• **Text excerpt**:
Lingle v. State

Decision Date18 July 2019
Docket Number No. 17AP-252,No. 17AP-251,17AP-251
Citation2019 Ohio 2928,140 N.E.3d 1031
Parties Harmon LINGLE, Plaintiff-Appellee, v. STATE of Ohio, et al., Defendants-Appellant. Mark Grosser, Plaintiff-Appellee, v. State of Ohio, et al., Defendants-Appellants.
CourtOhio Court of Appeals

On brief: Timothy Young, Ohio Public Defender, and Katherine A. Szudy, for appellees.

On brief: [Dave Yost], Attorney General, and Zachary Huffman for appellant State of Ohio, Attorney General, [Dave Yost].

DECISION

BRUNNER, J.

{¶ 1} Defendant-appellant, the State of Ohio ("State"), through its Attorney General, appeals from a judgment of the Franklin County Court of Common Pleas granting, in part, the Civ.R. 12(C) motions for judgment on the pleadings of plaintiffs-appellees, Harmon Lingle and Mark Grosser (collectively "appellees"). The State presents the following, sole assignment of error for our review:

The Common Pleas Court erroneously granted Appellees' Motion for Judgment on the Pleadings where it found that Appellees were "entitled to a hearing whereat they must prove by clear and convincing evidence that they are not likely to commit a sexually-oriented offense in the future." [ ] The applicable section of the Ohio Revised Code does not grant a Court jurisdiction to hold such a hearing, make such determination, or to alter a sexual predator's registration requirements if it is found that the offender is not likely to recidivate.

{¶ 2} For the reasons that follow, we reverse.

I. FACTS AND PROCEDURAL HISTORY

{¶ 3} On February 26 and March 10, 2016, respectively, appellees filed separate complaints against the State and the Sheriff of Franklin County. Through their complaints, appellees sought declaratory judgments from the court regarding their rights, status, and other legal relations under former R.C. 2950.09 and State v. Williams , 129 Ohio St.3d 344, 2011-Ohio-3374, 952 N.E.2d 1108. Appellees were both classified as sexual predators in this State after they moved to Ohio from Florida.

{¶ 4} Lingle was indicted on May 18, 1990 for committing a lewd and lascivious act, in violation of Fla.Stat. 800.04. Lingle pled guilty to the charge, and ultimately served a prison sentence after violating his probation. On Lingle's release from prison in 1998, Lingle began registering as a sexual offender in Florida. Lingle moved to Ohio in 2008, and was originally classified as a sexually-oriented offender. In January 2012, the Ohio Attorney General informed Lingle that his classification had been changed to that of sexual predator.

{¶ 5} Grosser was indicted on June 29, 2007 for two counts of solicitation of a child over the internet, in violation of Fla.Stat. 847.0135(3), and one count of transmission of material harmful to minors, in violation of Fla.Stat. 847.0138(2). Grosser pled no contest to the charges. The Florida court found Grosser guilty, sentenced him to six months in jail, and classified him as a sexual offender. Grosser moved to Ohio in 2008, and was originally classified as a Tier I offender. In February 2012, the Ohio Attorney General informed Grosser that his classification had been changed to sexual predator.

• **Entries shown**:
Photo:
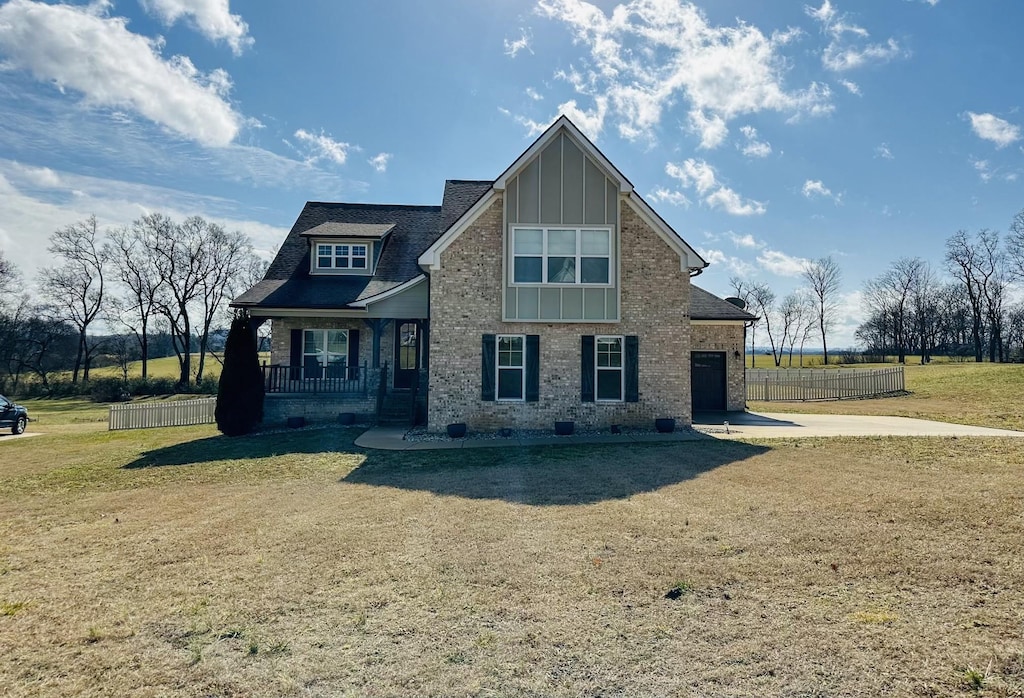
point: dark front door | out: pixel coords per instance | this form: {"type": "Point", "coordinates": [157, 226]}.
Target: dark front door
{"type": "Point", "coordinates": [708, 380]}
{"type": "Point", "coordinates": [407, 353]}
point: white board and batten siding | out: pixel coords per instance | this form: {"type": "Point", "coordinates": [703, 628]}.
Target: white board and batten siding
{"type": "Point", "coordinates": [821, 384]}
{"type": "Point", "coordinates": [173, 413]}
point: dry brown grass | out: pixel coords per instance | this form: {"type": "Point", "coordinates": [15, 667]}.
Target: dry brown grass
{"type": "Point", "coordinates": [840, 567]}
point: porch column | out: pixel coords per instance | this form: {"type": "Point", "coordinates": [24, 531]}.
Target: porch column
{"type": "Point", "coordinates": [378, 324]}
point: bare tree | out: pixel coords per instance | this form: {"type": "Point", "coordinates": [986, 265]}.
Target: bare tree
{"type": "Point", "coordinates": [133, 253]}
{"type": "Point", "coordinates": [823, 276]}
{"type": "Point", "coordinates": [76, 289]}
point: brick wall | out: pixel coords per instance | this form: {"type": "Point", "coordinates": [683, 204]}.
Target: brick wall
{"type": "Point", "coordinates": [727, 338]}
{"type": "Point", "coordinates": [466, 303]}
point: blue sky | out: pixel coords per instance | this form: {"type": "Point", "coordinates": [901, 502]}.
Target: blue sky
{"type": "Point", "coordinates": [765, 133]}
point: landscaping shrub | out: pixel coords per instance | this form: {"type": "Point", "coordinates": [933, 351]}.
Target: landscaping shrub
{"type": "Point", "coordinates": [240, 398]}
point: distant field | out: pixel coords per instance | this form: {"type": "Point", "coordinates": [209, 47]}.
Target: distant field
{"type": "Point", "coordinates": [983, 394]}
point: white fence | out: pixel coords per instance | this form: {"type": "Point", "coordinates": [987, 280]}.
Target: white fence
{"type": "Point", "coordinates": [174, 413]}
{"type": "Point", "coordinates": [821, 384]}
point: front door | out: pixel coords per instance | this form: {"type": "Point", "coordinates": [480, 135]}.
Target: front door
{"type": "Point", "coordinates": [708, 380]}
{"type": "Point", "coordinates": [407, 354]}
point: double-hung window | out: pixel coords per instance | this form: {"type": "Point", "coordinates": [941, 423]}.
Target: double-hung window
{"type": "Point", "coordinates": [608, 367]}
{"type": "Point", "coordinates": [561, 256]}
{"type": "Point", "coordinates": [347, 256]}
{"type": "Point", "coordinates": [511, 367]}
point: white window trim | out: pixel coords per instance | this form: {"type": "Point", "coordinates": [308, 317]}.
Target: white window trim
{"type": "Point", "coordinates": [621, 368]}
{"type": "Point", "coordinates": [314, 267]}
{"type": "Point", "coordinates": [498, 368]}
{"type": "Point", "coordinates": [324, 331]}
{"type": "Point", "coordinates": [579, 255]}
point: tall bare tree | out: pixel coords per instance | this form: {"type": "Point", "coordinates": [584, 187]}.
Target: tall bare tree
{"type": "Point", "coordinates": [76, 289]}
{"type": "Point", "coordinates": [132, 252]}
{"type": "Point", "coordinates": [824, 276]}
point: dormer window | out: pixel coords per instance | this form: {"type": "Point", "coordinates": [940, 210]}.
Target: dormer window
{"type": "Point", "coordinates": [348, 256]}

...

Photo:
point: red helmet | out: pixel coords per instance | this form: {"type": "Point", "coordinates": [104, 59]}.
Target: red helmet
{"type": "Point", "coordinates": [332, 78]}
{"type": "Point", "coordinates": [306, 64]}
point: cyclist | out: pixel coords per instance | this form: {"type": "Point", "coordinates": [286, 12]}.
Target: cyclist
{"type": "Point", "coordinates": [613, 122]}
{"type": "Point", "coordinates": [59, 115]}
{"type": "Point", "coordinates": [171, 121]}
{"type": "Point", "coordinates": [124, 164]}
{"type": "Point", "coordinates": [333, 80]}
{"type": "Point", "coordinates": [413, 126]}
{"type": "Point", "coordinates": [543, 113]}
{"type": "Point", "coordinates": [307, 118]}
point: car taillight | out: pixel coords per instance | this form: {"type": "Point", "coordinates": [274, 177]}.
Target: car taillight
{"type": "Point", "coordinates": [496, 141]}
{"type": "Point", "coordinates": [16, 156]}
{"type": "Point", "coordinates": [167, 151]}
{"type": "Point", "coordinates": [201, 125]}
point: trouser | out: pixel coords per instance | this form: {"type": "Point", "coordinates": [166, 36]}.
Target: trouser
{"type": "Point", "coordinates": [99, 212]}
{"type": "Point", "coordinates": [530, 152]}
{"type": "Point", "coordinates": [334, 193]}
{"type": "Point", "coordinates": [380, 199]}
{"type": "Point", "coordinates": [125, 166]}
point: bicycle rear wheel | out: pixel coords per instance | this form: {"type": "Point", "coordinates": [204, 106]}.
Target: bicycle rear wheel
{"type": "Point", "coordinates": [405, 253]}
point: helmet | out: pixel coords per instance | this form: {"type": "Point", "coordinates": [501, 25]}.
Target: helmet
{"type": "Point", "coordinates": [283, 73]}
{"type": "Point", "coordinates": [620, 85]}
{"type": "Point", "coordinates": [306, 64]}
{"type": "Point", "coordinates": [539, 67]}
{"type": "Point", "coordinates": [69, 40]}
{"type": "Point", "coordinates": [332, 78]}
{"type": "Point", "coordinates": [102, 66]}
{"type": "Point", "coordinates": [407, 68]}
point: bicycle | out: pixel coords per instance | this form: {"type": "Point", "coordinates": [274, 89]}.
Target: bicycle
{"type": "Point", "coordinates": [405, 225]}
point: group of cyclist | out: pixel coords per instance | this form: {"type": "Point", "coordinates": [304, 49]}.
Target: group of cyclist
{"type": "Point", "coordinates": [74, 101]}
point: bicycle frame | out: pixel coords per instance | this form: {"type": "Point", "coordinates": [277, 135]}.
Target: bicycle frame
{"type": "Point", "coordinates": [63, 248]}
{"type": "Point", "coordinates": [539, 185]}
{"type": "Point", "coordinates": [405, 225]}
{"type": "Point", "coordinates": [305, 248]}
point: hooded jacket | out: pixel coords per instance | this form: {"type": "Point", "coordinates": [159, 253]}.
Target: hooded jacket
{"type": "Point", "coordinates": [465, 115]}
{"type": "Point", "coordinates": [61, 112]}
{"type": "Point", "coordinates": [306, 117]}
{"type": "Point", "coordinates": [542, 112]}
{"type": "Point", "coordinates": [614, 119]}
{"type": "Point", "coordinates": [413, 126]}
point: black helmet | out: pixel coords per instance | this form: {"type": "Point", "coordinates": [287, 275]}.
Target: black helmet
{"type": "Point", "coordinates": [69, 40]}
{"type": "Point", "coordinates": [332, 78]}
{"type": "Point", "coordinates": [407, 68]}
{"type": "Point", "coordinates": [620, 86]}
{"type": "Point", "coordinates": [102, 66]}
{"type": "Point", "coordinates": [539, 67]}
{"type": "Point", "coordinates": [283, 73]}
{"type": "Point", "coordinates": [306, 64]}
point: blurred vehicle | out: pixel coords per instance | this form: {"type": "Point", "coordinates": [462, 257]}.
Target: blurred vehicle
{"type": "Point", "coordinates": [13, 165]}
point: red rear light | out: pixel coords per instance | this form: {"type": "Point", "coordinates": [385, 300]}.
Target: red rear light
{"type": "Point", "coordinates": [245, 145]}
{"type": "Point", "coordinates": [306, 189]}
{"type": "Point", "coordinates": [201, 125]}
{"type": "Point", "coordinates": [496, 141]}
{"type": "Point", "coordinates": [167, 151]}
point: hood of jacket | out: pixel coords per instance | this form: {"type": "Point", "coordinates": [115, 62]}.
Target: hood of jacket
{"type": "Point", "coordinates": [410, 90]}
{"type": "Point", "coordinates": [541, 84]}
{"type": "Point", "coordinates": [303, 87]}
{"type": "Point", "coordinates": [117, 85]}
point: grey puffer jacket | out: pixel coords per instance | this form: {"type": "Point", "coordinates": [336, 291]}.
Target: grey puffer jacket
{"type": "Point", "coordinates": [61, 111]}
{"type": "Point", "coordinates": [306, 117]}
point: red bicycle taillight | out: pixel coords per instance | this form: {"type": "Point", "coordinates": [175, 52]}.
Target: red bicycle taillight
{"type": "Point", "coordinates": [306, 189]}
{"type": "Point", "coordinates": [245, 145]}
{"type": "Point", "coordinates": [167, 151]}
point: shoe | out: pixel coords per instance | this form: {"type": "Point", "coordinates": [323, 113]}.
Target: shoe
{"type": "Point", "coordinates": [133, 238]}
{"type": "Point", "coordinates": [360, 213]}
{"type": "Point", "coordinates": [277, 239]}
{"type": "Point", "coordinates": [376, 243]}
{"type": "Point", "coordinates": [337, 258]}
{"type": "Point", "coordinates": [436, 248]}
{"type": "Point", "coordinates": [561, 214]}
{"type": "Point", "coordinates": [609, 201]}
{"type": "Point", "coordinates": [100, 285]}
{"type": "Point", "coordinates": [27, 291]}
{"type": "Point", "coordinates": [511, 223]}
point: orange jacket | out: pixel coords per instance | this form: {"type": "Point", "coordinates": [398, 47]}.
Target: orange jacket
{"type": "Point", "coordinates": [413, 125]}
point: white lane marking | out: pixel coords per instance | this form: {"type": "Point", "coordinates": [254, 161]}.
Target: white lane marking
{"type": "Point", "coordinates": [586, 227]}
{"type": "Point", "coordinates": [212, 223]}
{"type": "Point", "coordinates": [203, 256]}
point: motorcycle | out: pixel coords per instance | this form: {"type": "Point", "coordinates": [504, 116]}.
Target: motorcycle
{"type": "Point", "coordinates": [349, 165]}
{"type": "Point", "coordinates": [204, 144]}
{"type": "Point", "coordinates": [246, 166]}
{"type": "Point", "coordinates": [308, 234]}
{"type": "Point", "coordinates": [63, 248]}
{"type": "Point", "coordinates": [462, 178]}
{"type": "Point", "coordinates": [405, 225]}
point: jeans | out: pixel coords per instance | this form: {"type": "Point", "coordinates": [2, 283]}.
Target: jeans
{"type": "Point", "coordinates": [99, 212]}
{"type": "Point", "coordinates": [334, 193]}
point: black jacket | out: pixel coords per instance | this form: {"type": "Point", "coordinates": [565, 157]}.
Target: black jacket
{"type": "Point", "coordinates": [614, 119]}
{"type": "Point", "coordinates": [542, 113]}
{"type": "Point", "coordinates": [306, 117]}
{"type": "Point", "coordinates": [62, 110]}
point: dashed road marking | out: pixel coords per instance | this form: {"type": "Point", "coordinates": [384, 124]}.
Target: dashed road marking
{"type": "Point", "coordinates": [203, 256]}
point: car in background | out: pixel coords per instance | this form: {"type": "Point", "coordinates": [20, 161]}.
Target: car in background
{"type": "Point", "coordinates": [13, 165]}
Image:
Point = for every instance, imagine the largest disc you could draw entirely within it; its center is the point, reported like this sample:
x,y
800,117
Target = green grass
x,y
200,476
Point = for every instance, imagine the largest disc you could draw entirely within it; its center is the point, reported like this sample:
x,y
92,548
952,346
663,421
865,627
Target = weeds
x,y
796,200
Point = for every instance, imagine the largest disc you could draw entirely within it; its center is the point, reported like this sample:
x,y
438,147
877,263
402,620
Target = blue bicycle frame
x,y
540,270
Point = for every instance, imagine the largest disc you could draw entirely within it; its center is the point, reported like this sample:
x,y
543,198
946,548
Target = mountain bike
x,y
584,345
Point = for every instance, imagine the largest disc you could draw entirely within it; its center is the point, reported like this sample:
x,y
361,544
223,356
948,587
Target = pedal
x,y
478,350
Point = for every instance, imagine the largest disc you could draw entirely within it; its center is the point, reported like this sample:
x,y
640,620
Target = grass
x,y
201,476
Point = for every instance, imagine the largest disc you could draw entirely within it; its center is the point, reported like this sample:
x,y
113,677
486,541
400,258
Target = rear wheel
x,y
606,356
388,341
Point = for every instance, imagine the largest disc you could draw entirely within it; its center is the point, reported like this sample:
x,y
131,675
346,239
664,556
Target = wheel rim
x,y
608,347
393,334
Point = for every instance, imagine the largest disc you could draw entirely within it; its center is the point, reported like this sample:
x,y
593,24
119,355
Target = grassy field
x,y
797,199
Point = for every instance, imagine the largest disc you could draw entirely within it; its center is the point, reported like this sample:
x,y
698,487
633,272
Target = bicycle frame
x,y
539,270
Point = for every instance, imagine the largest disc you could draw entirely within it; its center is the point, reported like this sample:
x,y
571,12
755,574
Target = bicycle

* * *

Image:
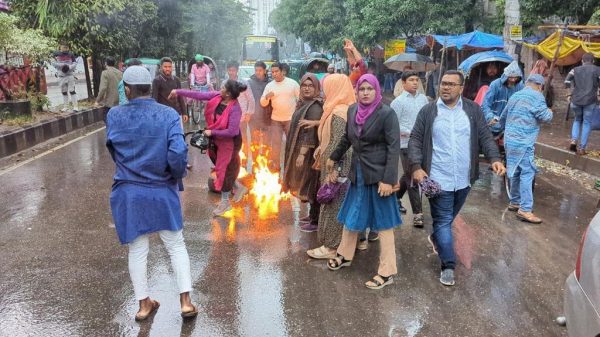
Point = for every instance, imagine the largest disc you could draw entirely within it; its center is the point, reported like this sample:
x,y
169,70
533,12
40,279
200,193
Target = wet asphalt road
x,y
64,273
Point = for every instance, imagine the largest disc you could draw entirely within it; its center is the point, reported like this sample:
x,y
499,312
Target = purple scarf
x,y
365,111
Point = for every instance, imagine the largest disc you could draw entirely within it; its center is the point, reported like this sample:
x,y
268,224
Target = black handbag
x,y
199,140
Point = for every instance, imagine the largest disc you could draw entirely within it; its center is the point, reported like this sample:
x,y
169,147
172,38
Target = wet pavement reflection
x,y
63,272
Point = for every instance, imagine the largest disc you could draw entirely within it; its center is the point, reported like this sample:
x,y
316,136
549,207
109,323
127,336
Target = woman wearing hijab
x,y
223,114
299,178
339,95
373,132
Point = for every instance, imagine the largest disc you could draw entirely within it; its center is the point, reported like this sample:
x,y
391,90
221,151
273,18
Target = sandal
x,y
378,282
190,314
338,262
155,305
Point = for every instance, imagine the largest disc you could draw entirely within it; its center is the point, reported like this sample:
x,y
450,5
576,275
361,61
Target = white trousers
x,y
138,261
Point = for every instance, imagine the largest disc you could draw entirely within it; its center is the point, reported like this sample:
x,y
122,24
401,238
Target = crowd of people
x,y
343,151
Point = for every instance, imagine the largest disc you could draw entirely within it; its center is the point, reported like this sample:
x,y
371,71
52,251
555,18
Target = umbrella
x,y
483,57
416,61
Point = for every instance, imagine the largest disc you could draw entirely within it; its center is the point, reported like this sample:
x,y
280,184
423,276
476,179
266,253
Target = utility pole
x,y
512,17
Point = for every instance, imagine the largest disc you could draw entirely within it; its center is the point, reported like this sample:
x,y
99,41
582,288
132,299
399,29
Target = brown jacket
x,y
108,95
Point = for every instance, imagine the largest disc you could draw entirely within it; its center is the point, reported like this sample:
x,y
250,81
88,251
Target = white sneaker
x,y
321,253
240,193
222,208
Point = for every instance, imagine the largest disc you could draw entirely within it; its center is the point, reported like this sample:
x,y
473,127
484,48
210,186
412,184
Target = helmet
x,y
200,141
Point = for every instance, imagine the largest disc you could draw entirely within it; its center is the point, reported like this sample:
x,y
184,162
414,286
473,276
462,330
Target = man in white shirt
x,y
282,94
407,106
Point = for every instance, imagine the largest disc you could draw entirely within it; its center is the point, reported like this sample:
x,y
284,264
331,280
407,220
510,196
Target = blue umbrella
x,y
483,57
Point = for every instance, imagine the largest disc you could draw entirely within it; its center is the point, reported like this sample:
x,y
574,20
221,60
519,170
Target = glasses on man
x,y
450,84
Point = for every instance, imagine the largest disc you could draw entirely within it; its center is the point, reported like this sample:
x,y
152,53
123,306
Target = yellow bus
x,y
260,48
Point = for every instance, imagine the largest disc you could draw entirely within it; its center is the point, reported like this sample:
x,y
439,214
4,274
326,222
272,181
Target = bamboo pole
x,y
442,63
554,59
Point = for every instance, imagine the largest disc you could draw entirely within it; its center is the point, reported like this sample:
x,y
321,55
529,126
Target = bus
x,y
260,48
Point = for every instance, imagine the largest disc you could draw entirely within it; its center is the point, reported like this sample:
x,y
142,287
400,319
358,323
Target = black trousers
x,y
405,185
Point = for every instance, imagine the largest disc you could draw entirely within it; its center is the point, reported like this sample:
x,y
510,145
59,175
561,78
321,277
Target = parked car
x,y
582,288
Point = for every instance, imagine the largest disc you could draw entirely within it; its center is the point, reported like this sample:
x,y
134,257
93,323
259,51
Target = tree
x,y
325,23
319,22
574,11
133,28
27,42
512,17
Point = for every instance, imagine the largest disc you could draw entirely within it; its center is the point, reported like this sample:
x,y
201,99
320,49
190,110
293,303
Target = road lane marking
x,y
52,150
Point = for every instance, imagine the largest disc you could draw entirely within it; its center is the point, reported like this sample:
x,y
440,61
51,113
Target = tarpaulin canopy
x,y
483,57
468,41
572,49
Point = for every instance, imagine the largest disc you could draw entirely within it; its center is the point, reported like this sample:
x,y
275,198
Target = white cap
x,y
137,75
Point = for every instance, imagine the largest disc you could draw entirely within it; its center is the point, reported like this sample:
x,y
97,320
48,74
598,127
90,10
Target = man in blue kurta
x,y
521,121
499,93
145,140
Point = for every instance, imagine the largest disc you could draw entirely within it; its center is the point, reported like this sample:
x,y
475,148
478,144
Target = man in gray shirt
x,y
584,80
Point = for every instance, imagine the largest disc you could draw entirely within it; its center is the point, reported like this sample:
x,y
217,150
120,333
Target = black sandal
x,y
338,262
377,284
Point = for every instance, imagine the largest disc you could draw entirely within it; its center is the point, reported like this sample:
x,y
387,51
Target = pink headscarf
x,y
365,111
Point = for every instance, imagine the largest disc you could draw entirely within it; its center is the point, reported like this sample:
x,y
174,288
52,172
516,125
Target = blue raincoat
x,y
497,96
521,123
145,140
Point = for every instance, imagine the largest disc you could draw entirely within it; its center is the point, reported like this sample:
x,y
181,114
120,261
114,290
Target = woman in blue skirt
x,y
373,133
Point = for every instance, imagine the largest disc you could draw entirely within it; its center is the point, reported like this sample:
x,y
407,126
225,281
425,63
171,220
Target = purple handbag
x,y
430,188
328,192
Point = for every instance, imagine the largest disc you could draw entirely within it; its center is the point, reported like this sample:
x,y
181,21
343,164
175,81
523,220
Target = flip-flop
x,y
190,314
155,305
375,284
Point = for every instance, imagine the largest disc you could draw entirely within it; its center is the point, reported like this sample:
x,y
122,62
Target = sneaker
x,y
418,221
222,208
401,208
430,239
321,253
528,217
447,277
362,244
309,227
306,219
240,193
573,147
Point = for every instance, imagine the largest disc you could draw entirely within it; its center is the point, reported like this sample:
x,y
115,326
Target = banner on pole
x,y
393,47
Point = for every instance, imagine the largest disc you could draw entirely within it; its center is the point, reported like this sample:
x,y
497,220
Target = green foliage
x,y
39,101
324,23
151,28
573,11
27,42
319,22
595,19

• **Short problem**:
Can you continue the Ohio appeals court decision in Lingle v. State, starting right after its last paragraph about Grosser's reclassification?

• **The reply**:
{¶ 6} As their respective crimes both occurred before the January 1, 2008 effective date of 2007 Am.Sub.S.B. No. 10, appellees alleged that they were bound to comply with the provisions of R.C. Chapter 2950 which were in place before that date. Appellees asserted that, under R.C. 2950.09(F), they could petition the court to request removal of their Ohio sexual predator classification. Appellees admitted that their Florida convictions were substantially equivalent to offenses listed in former R.C. 2950.01(D)(1)(a), (b), (c), or (d). See Lingle Compl. at ¶ 23; Grosser Compl. at ¶ 26. Appellees alleged that their Florida convictions did not obligate them to register for life in Florida.

{¶ 7} Appellees attached Fla.Stat. 775.21, identifying the registration requirements for Florida sexual predators, and Fla.Stat. 943.0435, identifying the registration requirements for Florida sexual offenders, to their complaints. Appellees noted that, while both statutes appeared to obligate those subject to the statutes to register for life, sexual offenders, unlike sexual predators, could petition the court to request removal "from the registry in accordance with the statute's mandates." (Grosser Compl. at ¶ 30; Lingle Compl. at ¶ 27.)

{¶ 8} Appellees sought an order from the court declaring that the State and the Sheriff had incorrectly classified them as sexual predators, and further declaring that they should have been classified as sexually-oriented offenders. Alternatively, appellees both sought orders declaring that they were entitled to a hearing to present evidence demonstrating that, under Ohio law, they would have been adjudicated sexually-oriented offenders, not sexual predators.

{¶ 9} On June 1 and June 22, 2016, respectively, appellees filed separate Civ.R. 12(C) motions for judgment on the pleadings. The State and the Sheriff filed memoranda contra the appellees' motions. On October 26, 2016, the trial court issued an agreed order consolidating the cases.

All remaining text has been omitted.